Directions for this task:
Check every line of the entries for the string "person" and return the ones that contain it.

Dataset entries
┄┄┄┄┄┄┄┄┄┄

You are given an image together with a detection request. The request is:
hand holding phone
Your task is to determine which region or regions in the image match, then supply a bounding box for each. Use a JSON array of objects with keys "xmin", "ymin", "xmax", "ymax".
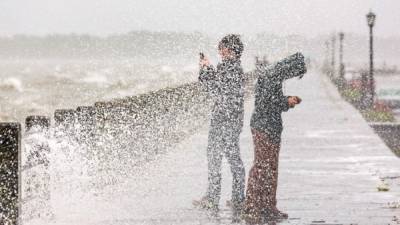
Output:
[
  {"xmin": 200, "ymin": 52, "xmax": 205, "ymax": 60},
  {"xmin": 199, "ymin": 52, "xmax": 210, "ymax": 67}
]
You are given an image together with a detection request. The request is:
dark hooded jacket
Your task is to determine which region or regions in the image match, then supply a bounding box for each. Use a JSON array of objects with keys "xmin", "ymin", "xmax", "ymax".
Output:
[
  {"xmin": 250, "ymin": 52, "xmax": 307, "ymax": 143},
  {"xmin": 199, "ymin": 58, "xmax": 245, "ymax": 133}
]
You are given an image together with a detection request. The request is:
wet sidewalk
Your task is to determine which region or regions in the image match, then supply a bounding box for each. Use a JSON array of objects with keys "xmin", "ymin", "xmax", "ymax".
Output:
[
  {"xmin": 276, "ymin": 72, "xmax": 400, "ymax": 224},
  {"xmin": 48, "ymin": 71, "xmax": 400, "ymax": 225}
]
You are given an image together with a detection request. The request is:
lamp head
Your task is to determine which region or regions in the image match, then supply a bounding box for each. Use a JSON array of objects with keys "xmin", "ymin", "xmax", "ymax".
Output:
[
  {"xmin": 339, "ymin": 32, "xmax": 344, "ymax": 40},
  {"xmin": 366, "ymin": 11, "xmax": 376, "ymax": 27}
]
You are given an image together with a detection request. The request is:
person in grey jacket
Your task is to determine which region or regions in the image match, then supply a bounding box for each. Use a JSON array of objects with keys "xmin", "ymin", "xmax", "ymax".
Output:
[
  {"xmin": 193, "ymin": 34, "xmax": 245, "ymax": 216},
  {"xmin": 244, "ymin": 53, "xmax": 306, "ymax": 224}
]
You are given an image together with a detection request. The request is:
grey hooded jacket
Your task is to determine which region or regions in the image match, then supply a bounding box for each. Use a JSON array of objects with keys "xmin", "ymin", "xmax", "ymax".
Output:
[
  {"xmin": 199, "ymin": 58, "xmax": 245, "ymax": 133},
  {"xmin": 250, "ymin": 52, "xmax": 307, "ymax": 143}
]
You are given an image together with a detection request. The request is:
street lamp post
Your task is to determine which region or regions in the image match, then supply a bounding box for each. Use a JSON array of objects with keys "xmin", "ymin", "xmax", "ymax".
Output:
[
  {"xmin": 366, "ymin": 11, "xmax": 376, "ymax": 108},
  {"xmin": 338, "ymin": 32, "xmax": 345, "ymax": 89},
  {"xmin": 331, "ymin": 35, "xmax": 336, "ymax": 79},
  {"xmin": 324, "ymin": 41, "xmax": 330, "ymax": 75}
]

┄┄┄┄┄┄┄┄┄┄

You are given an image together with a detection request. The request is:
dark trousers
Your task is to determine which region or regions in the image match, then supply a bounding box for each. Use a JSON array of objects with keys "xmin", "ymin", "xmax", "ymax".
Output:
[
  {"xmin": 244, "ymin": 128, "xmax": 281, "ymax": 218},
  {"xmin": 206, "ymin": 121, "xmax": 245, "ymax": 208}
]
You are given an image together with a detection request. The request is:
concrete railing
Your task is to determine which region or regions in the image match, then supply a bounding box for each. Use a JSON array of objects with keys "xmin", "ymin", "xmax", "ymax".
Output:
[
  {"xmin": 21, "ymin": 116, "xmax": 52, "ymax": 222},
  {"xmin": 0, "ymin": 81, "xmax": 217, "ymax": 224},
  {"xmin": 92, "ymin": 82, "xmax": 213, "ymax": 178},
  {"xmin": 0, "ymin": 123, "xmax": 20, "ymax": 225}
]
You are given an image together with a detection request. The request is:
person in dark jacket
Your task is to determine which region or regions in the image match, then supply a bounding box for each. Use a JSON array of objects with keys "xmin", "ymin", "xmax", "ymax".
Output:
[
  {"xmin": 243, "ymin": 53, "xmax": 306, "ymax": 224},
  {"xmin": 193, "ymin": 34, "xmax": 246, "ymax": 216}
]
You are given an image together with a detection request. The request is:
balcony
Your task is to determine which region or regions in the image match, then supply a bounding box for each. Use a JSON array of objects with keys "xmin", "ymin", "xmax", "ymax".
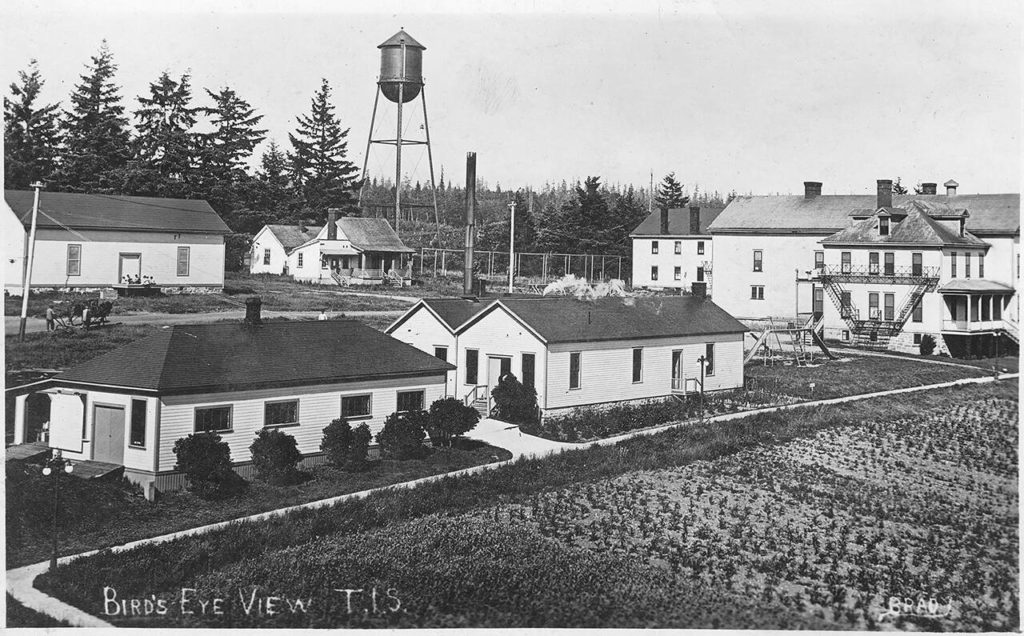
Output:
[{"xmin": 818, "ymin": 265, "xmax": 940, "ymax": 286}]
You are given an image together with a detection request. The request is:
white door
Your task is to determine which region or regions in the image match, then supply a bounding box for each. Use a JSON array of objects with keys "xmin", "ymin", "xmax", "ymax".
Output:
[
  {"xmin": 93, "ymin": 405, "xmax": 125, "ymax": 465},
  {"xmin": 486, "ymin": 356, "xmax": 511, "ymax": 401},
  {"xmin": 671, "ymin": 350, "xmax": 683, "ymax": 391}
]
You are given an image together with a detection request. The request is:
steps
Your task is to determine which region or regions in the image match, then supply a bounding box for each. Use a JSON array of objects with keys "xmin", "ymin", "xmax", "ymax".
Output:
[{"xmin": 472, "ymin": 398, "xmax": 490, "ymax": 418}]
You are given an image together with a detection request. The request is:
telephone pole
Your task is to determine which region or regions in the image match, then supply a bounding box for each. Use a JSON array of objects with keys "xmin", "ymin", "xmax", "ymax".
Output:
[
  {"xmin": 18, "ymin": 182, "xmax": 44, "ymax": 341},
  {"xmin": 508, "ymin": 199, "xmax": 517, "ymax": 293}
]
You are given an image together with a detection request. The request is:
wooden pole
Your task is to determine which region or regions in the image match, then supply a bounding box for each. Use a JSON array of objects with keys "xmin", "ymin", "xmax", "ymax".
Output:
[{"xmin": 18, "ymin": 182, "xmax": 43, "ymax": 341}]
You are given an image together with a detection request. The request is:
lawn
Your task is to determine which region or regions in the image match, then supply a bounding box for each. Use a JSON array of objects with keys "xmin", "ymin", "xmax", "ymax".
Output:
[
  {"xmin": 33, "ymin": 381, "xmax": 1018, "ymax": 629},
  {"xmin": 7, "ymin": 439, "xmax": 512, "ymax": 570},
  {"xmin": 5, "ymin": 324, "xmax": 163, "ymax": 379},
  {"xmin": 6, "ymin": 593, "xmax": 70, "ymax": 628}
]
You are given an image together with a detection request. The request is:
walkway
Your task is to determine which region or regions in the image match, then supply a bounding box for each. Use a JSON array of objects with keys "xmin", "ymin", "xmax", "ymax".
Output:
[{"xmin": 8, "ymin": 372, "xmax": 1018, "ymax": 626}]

┄┄┄┄┄┄┄┄┄┄

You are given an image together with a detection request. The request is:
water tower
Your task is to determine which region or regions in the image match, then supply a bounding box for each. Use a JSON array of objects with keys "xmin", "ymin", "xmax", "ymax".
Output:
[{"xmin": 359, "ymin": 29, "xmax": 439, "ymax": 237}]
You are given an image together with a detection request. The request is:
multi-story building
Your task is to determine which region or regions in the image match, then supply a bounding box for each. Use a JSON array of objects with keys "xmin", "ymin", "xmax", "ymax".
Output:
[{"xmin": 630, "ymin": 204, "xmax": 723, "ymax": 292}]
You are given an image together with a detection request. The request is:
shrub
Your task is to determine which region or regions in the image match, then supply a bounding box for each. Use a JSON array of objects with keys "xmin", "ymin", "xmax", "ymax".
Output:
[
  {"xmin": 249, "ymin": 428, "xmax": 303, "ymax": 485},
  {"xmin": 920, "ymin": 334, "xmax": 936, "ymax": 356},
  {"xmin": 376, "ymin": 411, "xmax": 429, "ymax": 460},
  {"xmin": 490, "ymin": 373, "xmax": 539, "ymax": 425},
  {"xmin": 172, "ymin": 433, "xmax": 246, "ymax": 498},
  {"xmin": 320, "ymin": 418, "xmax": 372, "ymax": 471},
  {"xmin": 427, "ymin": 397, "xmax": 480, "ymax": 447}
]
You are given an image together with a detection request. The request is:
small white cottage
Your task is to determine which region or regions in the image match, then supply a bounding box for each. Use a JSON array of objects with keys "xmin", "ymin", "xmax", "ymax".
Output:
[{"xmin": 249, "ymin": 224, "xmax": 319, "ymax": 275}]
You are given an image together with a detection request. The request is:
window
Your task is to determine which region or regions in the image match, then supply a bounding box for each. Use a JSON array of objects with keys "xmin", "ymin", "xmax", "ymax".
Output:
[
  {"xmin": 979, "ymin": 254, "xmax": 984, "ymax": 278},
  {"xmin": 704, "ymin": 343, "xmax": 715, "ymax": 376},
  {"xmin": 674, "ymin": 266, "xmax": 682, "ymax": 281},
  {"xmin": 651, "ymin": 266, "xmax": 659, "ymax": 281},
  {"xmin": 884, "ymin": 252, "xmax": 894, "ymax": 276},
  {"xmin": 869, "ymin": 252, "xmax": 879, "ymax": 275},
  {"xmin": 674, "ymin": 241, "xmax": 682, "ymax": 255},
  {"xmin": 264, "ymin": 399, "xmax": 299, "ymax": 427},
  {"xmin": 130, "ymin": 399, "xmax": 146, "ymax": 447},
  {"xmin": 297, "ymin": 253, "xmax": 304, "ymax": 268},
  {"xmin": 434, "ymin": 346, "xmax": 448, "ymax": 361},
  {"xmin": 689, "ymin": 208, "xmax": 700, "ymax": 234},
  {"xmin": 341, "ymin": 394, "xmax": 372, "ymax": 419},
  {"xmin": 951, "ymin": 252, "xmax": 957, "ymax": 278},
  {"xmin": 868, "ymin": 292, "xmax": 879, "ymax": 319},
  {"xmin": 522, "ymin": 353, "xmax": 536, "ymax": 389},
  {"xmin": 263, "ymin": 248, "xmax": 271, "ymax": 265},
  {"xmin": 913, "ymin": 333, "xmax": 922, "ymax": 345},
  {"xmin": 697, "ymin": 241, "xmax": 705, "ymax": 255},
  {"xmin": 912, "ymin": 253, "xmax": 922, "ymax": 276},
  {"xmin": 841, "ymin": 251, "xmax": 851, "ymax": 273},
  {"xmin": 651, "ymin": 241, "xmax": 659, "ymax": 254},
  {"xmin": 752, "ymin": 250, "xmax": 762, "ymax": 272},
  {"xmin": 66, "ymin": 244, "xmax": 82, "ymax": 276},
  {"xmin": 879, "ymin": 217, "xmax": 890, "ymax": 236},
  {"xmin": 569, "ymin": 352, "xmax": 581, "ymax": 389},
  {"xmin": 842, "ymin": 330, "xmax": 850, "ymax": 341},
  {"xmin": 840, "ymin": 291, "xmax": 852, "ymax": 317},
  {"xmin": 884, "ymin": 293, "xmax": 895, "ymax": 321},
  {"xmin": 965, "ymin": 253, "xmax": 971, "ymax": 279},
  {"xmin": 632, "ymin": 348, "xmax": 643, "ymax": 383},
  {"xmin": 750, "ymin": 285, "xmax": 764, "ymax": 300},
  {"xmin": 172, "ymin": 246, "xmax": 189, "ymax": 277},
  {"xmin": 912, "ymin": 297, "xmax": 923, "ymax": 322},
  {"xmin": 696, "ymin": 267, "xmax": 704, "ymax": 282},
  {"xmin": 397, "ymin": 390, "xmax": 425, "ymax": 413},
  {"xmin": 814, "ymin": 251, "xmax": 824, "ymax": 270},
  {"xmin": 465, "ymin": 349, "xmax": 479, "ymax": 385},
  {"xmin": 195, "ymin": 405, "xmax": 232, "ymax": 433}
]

┄┄┄┄┄┄┄┄┄┄

Response to this exercise:
person in grey jacket
person in dark jacket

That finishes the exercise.